**Requirement**
Pick out each line of the data below that contains the word "flower", and copy those lines in full.

**Dataset**
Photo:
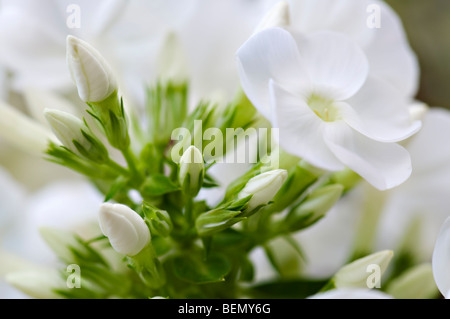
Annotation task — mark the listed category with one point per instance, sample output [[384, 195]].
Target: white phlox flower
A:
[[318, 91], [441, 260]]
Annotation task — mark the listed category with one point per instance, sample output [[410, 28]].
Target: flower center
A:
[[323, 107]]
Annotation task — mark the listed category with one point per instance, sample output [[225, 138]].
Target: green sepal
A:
==
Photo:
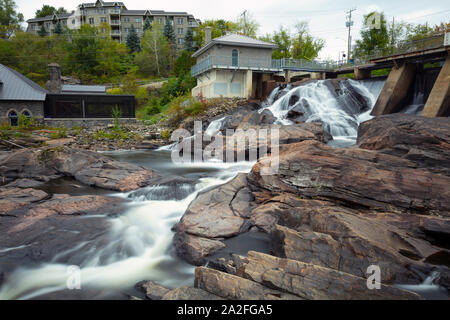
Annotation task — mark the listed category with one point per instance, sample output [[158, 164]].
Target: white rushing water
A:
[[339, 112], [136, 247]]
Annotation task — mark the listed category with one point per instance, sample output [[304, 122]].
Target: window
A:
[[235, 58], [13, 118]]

**Written response**
Target: white phlox flower
Target: flower center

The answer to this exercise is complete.